**** RECORDS FOR THIS EXERCISE ****

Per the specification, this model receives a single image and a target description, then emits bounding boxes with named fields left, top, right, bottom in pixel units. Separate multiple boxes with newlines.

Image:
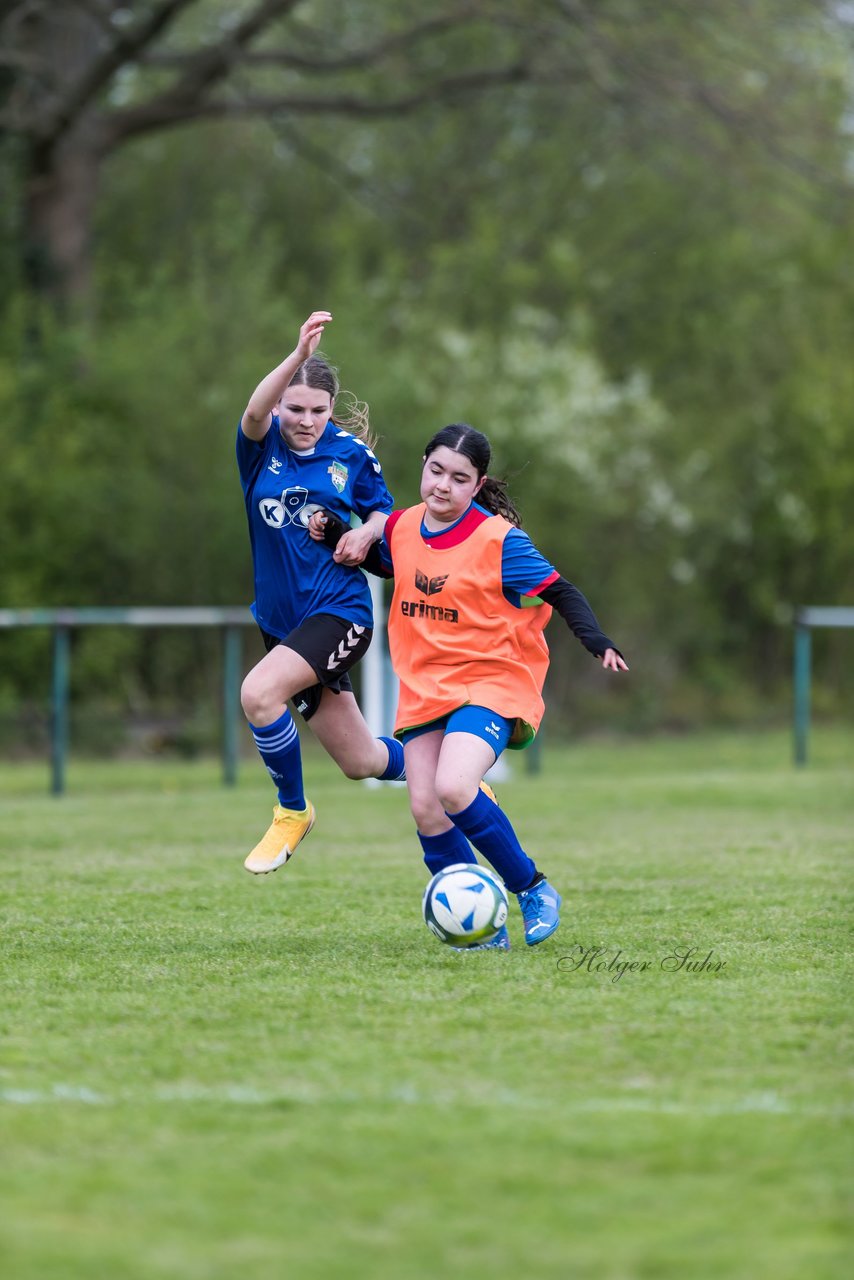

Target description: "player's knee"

left=435, top=784, right=463, bottom=815
left=409, top=790, right=441, bottom=831
left=324, top=735, right=383, bottom=780
left=430, top=764, right=462, bottom=813
left=240, top=675, right=257, bottom=720
left=339, top=756, right=372, bottom=781
left=240, top=674, right=271, bottom=723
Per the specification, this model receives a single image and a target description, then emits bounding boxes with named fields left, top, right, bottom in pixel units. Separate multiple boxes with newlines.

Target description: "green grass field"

left=1, top=729, right=851, bottom=1280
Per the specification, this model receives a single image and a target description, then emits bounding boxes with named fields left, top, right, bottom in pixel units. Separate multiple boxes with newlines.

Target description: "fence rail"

left=793, top=606, right=854, bottom=766
left=0, top=608, right=257, bottom=794
left=0, top=608, right=253, bottom=628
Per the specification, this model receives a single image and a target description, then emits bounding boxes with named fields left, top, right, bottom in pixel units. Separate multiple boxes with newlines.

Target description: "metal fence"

left=0, top=608, right=253, bottom=794
left=793, top=606, right=854, bottom=765
left=19, top=597, right=844, bottom=785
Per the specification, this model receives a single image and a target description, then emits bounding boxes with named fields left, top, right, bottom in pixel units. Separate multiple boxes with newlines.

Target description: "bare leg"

left=307, top=687, right=389, bottom=779
left=434, top=732, right=498, bottom=815
left=403, top=730, right=452, bottom=835
left=241, top=646, right=318, bottom=874
left=240, top=645, right=317, bottom=726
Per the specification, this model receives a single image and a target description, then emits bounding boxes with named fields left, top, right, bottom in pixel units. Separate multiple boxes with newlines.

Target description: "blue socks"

left=378, top=735, right=406, bottom=781
left=418, top=827, right=477, bottom=877
left=419, top=789, right=537, bottom=891
left=251, top=720, right=402, bottom=803
left=446, top=787, right=536, bottom=894
left=249, top=708, right=306, bottom=810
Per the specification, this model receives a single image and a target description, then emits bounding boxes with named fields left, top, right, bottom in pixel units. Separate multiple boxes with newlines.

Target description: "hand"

left=307, top=510, right=328, bottom=542
left=600, top=648, right=629, bottom=672
left=332, top=523, right=378, bottom=566
left=295, top=310, right=332, bottom=361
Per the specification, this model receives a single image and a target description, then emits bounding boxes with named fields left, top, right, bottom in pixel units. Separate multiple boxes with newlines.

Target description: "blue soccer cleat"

left=516, top=878, right=562, bottom=945
left=452, top=924, right=511, bottom=952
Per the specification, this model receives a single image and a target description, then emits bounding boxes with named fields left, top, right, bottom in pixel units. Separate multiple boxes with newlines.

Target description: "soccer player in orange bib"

left=316, top=423, right=628, bottom=949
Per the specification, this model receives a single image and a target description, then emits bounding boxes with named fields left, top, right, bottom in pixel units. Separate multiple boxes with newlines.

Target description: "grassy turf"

left=0, top=729, right=851, bottom=1279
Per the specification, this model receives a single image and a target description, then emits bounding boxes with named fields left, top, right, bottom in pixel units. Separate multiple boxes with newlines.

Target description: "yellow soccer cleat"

left=243, top=801, right=316, bottom=875
left=479, top=780, right=499, bottom=806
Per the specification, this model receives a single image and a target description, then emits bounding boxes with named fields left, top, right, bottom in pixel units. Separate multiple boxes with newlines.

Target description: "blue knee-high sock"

left=418, top=827, right=477, bottom=878
left=378, top=735, right=406, bottom=781
left=249, top=709, right=306, bottom=810
left=446, top=787, right=537, bottom=893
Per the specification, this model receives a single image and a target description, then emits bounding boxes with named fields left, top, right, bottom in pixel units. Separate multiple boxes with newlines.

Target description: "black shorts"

left=260, top=613, right=373, bottom=722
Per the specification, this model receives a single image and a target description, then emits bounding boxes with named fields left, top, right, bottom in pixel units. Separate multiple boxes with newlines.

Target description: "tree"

left=0, top=0, right=851, bottom=732
left=0, top=0, right=529, bottom=306
left=1, top=0, right=848, bottom=309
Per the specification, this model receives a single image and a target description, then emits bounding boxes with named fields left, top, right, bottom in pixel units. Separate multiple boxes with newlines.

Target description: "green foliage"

****

GOAL OF THE EXERCISE >> Each entry above must be repeated word for word, minus its images.

YOUR RESPONSE >>
Per the specification, this model receives a single image and a target description, then emits bounding boxes with named fields left, top, right, bottom in pixel units. Separate multiple boxes with newlines.

Image:

Target description: "player's knee"

left=435, top=784, right=463, bottom=815
left=409, top=790, right=441, bottom=831
left=324, top=735, right=383, bottom=780
left=430, top=764, right=462, bottom=813
left=240, top=675, right=257, bottom=720
left=339, top=756, right=372, bottom=781
left=240, top=674, right=271, bottom=723
Per the specification, this model receives a single image and a target description, then emits bounding boxes with named fields left, top, right, bottom in pixel units. Separate multiple boxes with newlines.

Target description: "green grass field"

left=1, top=729, right=851, bottom=1280
Per the specification, this model receives a single image and a target description, then emits bounding boxes with named fields left, top, right, bottom in pixel units. Separate multiple boxes with newlines.

Target description: "fence rail"

left=793, top=606, right=854, bottom=766
left=0, top=608, right=257, bottom=794
left=0, top=608, right=253, bottom=628
Per the specification, this model receives a single image and a target description, then emits bounding boxes with named fields left, top, right, bottom in pixel units. Separate multiple boxes with newlines.

Target description: "metal fence"

left=0, top=608, right=253, bottom=794
left=793, top=606, right=854, bottom=765
left=19, top=597, right=844, bottom=785
Per the specification, this model receives a single image and a target description, then emits bounding boxes with named fields left, top, right, bottom in pixel units. Separate multiple boxes with newlines.

Target description: "bare leg"

left=307, top=687, right=389, bottom=779
left=434, top=732, right=498, bottom=815
left=403, top=730, right=452, bottom=835
left=241, top=646, right=318, bottom=874
left=240, top=645, right=317, bottom=726
Per the specification, this model receives a single image and a target description, then emits bounding boxes with named fields left, top, right, bottom in pixel units. Separate multiple boxes with newlines.

Target description: "blue socks"

left=378, top=735, right=406, bottom=781
left=418, top=827, right=477, bottom=877
left=419, top=789, right=537, bottom=891
left=251, top=720, right=402, bottom=803
left=446, top=787, right=536, bottom=894
left=249, top=708, right=306, bottom=810
Per the specification, this model receives a single image and a target description, then emits bounding boxes with named fields left, top, right, bottom in pixel units. Separate multiple boxes with newlines.

Target description: "hand"

left=307, top=510, right=328, bottom=542
left=600, top=648, right=629, bottom=672
left=332, top=523, right=378, bottom=566
left=295, top=310, right=332, bottom=361
Per the specification, this model receives a single image and a target description, then emits bounding boxes with named fields left, top, right, bottom in pixel units. Separate multiple boxes with newlines.

Target description: "blue soccer cleat"

left=516, top=878, right=562, bottom=945
left=452, top=924, right=511, bottom=952
Per the specification, this model receives a single image and a target description, then emits bounding boxes with named fields left, top, right, bottom in pixel units. Separate multiple boxes with newlines.

Target description: "soccer player in orange bib"

left=316, top=423, right=628, bottom=949
Per the specification, this model receives a single image and a target description, then emits bounding boxes with named fields left, top, right, bottom in pixel units. Separate multiple boxes with newlines.

Target description: "grassy turf"

left=0, top=729, right=851, bottom=1279
Per the specification, this model receives a single image and a target description, then emits bounding boxes with named fields left, top, right, bottom in pixel units. Separate multiple boxes with newlines.

Target description: "yellow soccer cleat"

left=243, top=801, right=316, bottom=875
left=479, top=780, right=499, bottom=806
Per the specification, this model receives a single image and a target description, then emits bounding boxes with named fields left, top, right, bottom in pixel units. Separate multiple boxes with newlines.

Target description: "blue knee-high sock"

left=418, top=827, right=477, bottom=878
left=378, top=735, right=406, bottom=781
left=249, top=709, right=306, bottom=810
left=446, top=787, right=537, bottom=893
Per the specification, this model receives a single image and a target description, then emits bounding boxes with named fields left, top, right, bottom in pixel units. Separate multiple boxes with newlines.

Target description: "black shorts"

left=260, top=613, right=373, bottom=722
Per the specification, this model receives a single image and a target description, then emits bounding boxes with named fields left, top, right, bottom in pixel units. Separate multiple boxes with newlines.

Target description: "tree"

left=0, top=0, right=851, bottom=732
left=0, top=0, right=529, bottom=306
left=1, top=0, right=848, bottom=309
Per the specification, this model receives a single image and a target description, then emits bounding boxes with named fields left, top, right, bottom in pixel units. Separate multiple boxes with newlines.

Target description: "green foliage"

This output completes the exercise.